__Exercise instructions__.
Lay out the data below as a numbered list, one line per entry, skipping blank lines and leaving the pictures out.

__Source material__.
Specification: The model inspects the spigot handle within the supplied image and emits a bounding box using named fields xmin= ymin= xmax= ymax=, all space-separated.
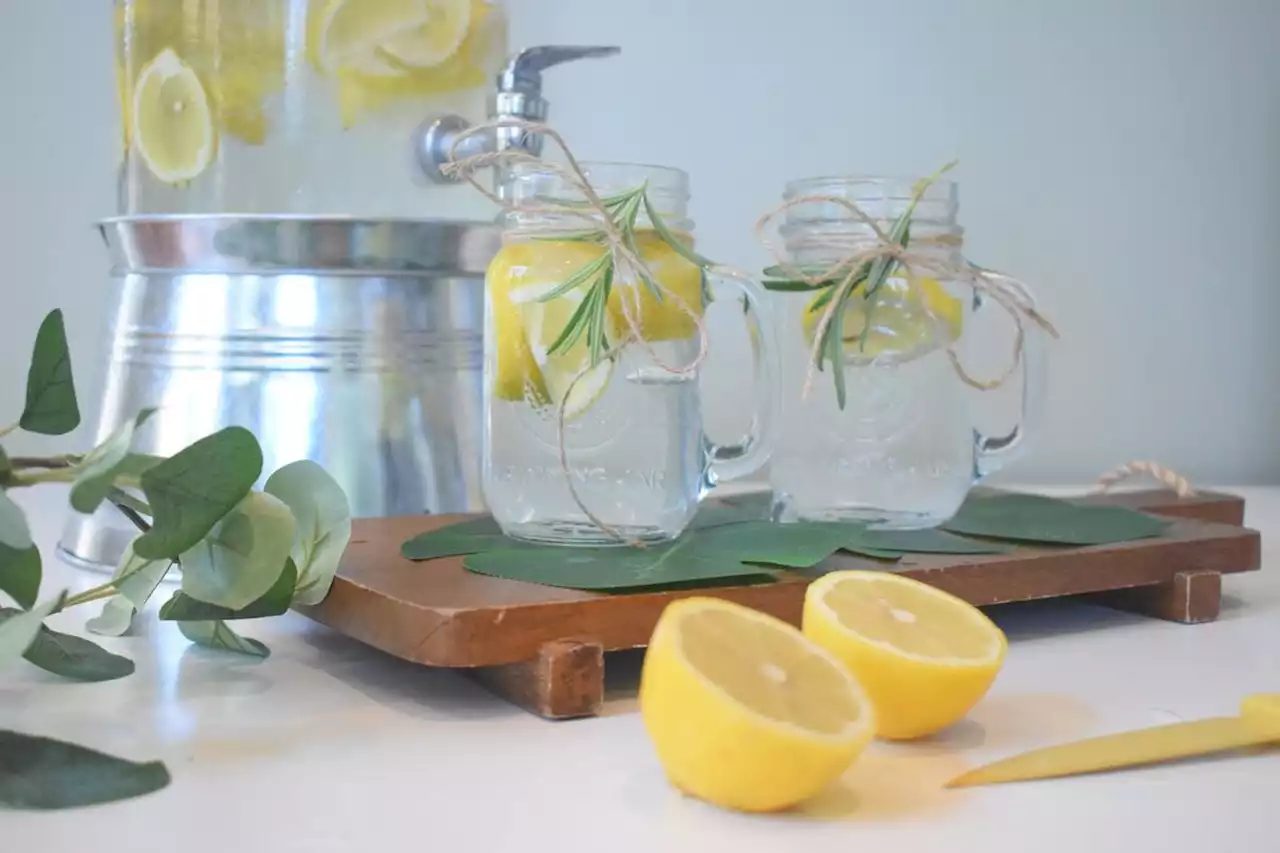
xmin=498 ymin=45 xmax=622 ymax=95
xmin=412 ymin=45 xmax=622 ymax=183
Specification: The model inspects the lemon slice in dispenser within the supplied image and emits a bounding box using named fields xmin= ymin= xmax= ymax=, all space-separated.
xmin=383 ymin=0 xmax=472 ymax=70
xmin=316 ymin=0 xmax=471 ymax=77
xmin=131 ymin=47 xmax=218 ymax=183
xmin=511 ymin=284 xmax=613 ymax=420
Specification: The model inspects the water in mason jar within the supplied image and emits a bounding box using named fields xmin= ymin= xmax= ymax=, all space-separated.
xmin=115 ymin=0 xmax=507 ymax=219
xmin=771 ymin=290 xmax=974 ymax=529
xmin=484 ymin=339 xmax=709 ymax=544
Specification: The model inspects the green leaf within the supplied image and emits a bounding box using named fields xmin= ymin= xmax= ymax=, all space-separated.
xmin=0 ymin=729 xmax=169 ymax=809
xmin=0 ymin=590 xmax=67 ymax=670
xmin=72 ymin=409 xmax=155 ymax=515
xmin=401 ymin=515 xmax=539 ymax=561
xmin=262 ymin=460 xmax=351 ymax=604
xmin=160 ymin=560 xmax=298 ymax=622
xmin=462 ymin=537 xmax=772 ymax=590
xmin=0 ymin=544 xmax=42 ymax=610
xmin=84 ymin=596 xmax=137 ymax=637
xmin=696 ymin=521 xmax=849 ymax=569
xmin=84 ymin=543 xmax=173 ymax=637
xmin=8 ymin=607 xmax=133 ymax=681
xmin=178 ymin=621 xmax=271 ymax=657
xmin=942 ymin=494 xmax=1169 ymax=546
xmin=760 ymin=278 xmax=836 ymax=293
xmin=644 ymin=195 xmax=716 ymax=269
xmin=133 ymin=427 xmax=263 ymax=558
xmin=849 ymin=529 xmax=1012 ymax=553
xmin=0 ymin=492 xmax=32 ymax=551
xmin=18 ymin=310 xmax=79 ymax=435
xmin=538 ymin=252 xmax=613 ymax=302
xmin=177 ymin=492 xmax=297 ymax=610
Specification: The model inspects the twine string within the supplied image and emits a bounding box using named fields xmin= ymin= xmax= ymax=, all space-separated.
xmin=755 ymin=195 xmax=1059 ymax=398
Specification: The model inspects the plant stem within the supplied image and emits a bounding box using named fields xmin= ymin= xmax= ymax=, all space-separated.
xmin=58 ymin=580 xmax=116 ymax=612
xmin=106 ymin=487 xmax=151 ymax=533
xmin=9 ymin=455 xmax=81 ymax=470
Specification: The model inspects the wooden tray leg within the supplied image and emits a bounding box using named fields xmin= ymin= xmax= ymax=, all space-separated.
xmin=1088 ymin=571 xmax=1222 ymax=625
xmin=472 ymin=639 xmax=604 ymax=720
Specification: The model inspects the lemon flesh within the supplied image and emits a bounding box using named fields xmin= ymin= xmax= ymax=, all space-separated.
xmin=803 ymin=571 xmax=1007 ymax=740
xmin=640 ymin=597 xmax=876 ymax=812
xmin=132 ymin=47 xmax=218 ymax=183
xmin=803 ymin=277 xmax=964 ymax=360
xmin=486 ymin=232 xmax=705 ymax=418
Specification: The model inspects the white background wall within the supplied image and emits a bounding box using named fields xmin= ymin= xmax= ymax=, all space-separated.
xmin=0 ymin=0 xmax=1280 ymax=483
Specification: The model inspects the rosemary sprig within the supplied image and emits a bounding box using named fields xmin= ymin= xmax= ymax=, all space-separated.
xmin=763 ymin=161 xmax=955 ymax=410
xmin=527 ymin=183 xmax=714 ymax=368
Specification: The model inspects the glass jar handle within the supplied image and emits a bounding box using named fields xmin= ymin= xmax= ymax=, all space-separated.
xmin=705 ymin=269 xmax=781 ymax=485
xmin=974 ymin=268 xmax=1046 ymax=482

__Completed exercise__.
1. Specification: The model inspects the spigot handle within the supplied image and emits a bounding box using named fields xmin= ymin= xmax= ymax=, all space-separated.
2. xmin=498 ymin=45 xmax=622 ymax=95
3. xmin=412 ymin=45 xmax=622 ymax=183
4. Specification: The model inspects the lemon slice in dispenser within the supplied image and emits a bounding box using named fields xmin= ymin= xmax= ymax=, all space-separated.
5. xmin=383 ymin=0 xmax=472 ymax=70
6. xmin=316 ymin=0 xmax=471 ymax=77
7. xmin=131 ymin=47 xmax=218 ymax=183
8. xmin=511 ymin=284 xmax=613 ymax=420
9. Specification: The model inspects the water in mason jar within the supplied image and emits a bounding box using named fields xmin= ymin= xmax= ymax=, all space-separated.
10. xmin=115 ymin=0 xmax=507 ymax=219
11. xmin=771 ymin=290 xmax=974 ymax=529
12. xmin=484 ymin=339 xmax=709 ymax=544
13. Specification: The model inspects the green leaf within the supplied image and emits a bounding box using named fields xmin= ymin= xmax= ymax=, all space-separated.
14. xmin=0 ymin=729 xmax=169 ymax=809
15. xmin=0 ymin=590 xmax=67 ymax=670
16. xmin=72 ymin=409 xmax=155 ymax=515
17. xmin=401 ymin=515 xmax=539 ymax=561
18. xmin=262 ymin=460 xmax=351 ymax=604
19. xmin=160 ymin=560 xmax=298 ymax=622
20. xmin=462 ymin=537 xmax=772 ymax=590
21. xmin=0 ymin=544 xmax=42 ymax=610
22. xmin=84 ymin=596 xmax=137 ymax=637
23. xmin=696 ymin=521 xmax=849 ymax=569
24. xmin=84 ymin=543 xmax=173 ymax=637
25. xmin=8 ymin=607 xmax=133 ymax=681
26. xmin=178 ymin=621 xmax=271 ymax=657
27. xmin=942 ymin=494 xmax=1169 ymax=546
28. xmin=760 ymin=278 xmax=836 ymax=293
29. xmin=644 ymin=195 xmax=716 ymax=269
30. xmin=133 ymin=427 xmax=263 ymax=558
31. xmin=849 ymin=529 xmax=1012 ymax=553
32. xmin=0 ymin=492 xmax=32 ymax=551
33. xmin=18 ymin=310 xmax=79 ymax=435
34. xmin=538 ymin=252 xmax=613 ymax=302
35. xmin=177 ymin=492 xmax=297 ymax=610
36. Specification: The model inspects the twine string within the supplied image and emits a bounding box using named fields xmin= ymin= xmax= ymax=, all space-separated.
37. xmin=755 ymin=195 xmax=1059 ymax=398
38. Specification: The model inspects the plant stem within the supplied image and emits a bounding box using named fields xmin= ymin= xmax= ymax=, all space-separated.
39. xmin=58 ymin=580 xmax=116 ymax=612
40. xmin=106 ymin=487 xmax=151 ymax=533
41. xmin=9 ymin=455 xmax=81 ymax=470
42. Specification: The model inspects the wooden tray leg within the supplied image and emits a bounding box using named fields xmin= ymin= xmax= ymax=, all space-separated.
43. xmin=1088 ymin=571 xmax=1222 ymax=625
44. xmin=472 ymin=639 xmax=604 ymax=720
45. Specification: The model inspects the lemon flesh within the supplied image and emits a bounding box using named fields xmin= ymin= xmax= ymax=, all space-separated.
46. xmin=803 ymin=571 xmax=1007 ymax=740
47. xmin=640 ymin=597 xmax=876 ymax=812
48. xmin=132 ymin=47 xmax=218 ymax=183
49. xmin=803 ymin=277 xmax=964 ymax=360
50. xmin=486 ymin=232 xmax=705 ymax=418
51. Specification: The model inspects the white background wall within the supplied image and emits a bounding box using named fields xmin= ymin= xmax= ymax=, all space-separated.
52. xmin=0 ymin=0 xmax=1280 ymax=483
53. Specification: The model inspects the rosemary sprig within the supplied image and emits a bounding box using named fields xmin= ymin= xmax= ymax=, all space-separated.
54. xmin=763 ymin=161 xmax=955 ymax=410
55. xmin=527 ymin=183 xmax=714 ymax=368
56. Specification: The model inspects the glass jar handle within the supplied image and emits a bounding box using named fields xmin= ymin= xmax= ymax=, all space-separated.
57. xmin=705 ymin=269 xmax=781 ymax=485
58. xmin=974 ymin=268 xmax=1046 ymax=482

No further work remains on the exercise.